Task: Starting at the line that contains "In this exercise you will find the building" and stopping after the line that contains "[(150, 173), (58, 158)]", rewrite those lines with "Target" replaced by "Object" and everything else left unchanged.

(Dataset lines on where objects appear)
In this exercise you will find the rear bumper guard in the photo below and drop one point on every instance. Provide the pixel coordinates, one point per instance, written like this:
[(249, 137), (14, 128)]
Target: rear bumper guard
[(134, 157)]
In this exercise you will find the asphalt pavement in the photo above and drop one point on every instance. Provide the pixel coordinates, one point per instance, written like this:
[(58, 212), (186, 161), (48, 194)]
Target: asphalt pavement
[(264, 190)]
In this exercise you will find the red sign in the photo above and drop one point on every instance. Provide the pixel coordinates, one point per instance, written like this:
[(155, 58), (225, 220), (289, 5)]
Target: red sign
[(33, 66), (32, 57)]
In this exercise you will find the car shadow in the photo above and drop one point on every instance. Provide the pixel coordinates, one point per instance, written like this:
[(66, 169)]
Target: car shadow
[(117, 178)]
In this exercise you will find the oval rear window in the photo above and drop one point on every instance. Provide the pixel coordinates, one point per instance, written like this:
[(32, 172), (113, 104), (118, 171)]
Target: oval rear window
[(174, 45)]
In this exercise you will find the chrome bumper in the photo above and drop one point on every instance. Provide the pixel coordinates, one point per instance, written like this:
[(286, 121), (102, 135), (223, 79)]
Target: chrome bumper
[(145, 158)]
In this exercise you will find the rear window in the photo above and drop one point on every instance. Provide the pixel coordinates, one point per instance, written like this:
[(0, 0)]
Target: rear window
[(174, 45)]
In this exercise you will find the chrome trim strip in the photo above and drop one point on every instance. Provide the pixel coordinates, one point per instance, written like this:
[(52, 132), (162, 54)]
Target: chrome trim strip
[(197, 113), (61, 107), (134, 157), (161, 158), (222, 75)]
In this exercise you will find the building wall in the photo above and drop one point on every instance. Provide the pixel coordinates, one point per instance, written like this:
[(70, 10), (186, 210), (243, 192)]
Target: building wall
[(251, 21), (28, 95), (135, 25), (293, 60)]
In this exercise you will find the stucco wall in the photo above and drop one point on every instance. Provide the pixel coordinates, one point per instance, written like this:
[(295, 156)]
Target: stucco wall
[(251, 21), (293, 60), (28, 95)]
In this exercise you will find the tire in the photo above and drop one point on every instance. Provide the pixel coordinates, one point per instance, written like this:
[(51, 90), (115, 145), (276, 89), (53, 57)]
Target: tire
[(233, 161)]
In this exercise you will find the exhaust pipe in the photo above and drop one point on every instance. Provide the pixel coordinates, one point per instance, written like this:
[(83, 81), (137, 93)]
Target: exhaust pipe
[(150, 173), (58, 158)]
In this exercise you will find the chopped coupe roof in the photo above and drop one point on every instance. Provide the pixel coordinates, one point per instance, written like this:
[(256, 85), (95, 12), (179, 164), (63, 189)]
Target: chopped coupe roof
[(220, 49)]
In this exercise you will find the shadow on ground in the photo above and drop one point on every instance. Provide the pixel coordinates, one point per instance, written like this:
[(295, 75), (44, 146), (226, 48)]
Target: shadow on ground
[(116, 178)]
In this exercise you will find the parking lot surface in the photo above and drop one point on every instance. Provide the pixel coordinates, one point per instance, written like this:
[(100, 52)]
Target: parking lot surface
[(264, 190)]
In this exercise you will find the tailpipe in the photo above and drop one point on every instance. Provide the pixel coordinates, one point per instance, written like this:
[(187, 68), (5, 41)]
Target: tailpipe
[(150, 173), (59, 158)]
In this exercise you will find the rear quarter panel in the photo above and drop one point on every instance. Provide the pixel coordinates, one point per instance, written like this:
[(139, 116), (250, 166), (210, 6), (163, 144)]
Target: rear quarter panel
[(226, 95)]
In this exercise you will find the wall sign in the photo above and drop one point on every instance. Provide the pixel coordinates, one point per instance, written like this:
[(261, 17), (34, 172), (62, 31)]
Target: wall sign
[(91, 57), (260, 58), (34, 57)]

Finished answer:
In this exercise you will find the building wall in the photo above and drop one point on every instance. Provide the pixel coordinates, one point per instance, written like this:
[(70, 10), (186, 210), (243, 192)]
Object: building wall
[(251, 21), (28, 95), (135, 25), (293, 60)]
In this exercise you will find the stucco wall in the photo above and drop one point on every instance. Provide the pixel coordinates, one point per instance, written like this:
[(295, 156)]
Object: stucco wall
[(251, 21), (293, 60), (28, 95)]
In this exercise you will find the tire in the photo above and drop one point on every instance. Provide the pixel coordinates, one point per instance, written like this:
[(51, 90), (115, 145), (276, 89), (53, 57)]
Object: tire
[(233, 161)]
In this exercise you will find the exhaust pipe in the photo above and drop one point on every instance. Provide the pixel coordinates, one point per instance, written like this:
[(83, 81), (137, 93)]
Object: exhaust pipe
[(150, 173), (58, 158)]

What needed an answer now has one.